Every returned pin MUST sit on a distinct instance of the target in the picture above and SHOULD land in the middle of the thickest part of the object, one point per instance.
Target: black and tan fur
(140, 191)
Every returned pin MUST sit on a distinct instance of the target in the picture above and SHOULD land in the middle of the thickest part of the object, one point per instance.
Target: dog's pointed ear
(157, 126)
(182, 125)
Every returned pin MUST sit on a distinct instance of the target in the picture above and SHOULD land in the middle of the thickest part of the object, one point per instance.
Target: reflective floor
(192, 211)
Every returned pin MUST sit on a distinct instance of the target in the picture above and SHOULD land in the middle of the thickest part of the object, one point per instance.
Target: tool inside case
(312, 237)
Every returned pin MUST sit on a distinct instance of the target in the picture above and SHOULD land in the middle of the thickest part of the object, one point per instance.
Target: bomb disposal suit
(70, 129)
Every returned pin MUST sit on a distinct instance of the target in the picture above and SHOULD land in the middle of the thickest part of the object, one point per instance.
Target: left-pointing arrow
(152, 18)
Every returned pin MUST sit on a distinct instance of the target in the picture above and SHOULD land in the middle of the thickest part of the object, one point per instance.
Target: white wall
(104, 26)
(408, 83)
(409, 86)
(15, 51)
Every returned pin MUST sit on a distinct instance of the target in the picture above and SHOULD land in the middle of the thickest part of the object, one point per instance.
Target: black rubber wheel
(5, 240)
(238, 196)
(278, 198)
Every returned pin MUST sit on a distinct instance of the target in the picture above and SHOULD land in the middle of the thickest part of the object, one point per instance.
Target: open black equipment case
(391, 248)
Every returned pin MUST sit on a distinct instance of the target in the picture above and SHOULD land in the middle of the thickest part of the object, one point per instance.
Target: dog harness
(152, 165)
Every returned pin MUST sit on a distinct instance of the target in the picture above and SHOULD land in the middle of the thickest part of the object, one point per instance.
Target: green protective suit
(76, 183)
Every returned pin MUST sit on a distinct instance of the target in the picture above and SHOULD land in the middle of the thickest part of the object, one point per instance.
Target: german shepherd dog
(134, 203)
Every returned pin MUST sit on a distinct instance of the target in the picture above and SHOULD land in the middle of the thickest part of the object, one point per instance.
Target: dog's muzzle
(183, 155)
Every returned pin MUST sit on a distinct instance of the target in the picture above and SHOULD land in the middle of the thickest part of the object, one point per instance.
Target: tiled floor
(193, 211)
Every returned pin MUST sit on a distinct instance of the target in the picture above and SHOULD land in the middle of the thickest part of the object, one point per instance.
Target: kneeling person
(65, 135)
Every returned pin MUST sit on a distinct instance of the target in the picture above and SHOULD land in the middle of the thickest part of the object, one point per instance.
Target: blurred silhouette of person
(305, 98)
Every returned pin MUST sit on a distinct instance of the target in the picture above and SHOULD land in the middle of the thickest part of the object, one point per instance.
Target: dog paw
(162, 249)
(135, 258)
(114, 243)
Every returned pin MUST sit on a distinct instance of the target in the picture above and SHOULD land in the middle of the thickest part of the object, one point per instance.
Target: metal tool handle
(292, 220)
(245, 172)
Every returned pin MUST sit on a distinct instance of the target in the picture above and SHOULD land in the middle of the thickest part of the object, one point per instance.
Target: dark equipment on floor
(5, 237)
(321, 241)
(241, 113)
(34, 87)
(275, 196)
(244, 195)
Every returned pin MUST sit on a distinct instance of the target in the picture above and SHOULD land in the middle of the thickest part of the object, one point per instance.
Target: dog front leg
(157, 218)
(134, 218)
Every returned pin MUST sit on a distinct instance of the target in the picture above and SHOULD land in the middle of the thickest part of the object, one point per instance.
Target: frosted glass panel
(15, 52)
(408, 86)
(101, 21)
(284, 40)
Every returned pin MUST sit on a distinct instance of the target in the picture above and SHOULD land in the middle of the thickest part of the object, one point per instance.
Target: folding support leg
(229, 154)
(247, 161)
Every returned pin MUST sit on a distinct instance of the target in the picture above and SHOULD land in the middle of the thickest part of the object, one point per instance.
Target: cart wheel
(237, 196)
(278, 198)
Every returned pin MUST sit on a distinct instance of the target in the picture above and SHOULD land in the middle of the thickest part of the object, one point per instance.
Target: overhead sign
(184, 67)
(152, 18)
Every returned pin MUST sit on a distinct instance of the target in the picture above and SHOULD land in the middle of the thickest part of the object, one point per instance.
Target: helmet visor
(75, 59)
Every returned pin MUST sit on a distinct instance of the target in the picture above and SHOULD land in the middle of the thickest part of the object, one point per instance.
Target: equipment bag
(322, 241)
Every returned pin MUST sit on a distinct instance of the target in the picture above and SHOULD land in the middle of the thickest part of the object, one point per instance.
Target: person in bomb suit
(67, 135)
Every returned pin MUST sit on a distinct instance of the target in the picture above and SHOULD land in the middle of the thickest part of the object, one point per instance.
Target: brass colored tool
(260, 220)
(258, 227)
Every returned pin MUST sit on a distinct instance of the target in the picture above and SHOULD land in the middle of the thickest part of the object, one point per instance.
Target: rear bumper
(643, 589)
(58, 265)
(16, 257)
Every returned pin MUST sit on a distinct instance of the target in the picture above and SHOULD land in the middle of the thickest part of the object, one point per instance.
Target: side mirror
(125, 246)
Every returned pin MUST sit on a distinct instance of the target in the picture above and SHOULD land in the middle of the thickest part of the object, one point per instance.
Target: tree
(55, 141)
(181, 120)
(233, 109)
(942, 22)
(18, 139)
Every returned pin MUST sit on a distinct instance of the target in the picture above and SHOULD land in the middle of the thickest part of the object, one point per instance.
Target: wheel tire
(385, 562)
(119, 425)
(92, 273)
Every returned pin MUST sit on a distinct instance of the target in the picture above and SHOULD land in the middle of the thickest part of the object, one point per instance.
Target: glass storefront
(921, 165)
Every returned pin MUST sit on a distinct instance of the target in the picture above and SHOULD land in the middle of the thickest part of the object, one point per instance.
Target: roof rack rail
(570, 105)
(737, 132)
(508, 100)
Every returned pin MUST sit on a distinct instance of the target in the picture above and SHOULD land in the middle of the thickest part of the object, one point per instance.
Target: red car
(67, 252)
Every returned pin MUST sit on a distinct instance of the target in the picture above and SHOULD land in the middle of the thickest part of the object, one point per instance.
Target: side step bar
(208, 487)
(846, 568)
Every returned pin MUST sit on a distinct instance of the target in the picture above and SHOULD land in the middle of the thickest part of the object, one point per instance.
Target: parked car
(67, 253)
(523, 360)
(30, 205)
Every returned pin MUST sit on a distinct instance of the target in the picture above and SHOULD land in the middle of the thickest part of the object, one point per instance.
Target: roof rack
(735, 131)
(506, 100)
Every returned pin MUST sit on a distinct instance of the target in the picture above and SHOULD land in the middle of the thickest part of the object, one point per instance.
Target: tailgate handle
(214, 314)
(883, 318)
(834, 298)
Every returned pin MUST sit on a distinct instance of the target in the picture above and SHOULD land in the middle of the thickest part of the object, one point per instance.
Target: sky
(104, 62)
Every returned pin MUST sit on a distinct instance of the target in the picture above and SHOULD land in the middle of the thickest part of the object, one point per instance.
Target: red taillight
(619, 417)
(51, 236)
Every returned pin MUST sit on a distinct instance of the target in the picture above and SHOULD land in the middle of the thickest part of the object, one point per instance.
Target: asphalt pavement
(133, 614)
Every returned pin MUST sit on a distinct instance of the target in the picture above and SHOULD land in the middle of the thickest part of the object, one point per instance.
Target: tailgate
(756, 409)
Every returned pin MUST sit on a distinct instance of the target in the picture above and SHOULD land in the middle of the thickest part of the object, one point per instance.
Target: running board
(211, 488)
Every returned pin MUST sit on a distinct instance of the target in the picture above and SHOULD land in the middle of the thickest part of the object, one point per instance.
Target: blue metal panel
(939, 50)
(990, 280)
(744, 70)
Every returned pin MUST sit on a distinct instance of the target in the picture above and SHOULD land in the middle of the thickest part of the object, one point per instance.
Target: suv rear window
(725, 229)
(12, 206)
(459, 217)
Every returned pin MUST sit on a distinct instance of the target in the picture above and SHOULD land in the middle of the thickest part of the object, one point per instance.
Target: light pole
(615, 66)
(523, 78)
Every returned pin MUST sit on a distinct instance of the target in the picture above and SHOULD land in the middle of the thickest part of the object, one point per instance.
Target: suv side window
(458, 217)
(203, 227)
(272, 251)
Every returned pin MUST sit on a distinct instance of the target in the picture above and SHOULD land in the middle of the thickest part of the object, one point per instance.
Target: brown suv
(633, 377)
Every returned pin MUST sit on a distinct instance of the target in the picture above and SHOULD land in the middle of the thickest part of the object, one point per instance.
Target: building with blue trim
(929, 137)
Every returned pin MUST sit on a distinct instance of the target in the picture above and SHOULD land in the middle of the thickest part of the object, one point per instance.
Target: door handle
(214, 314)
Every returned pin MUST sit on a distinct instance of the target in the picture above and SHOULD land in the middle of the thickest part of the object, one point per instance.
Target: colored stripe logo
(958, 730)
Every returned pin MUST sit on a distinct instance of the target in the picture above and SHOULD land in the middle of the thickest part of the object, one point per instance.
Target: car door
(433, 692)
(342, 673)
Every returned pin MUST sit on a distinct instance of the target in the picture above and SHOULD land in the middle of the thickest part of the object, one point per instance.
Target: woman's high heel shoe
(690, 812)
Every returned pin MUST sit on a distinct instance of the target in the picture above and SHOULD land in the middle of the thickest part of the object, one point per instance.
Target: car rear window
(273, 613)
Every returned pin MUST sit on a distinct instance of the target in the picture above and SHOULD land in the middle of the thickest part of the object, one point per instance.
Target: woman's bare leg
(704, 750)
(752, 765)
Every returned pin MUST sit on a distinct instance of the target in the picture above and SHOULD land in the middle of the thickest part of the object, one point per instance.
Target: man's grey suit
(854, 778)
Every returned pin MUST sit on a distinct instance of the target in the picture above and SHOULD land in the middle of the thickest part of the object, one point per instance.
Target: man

***

_Task description:_ Locate every line in the material that contains the word "bomb", and copy each of those lines in full.

_Reply to the task:_
Target: bomb disposal suit
Target: person in bomb suit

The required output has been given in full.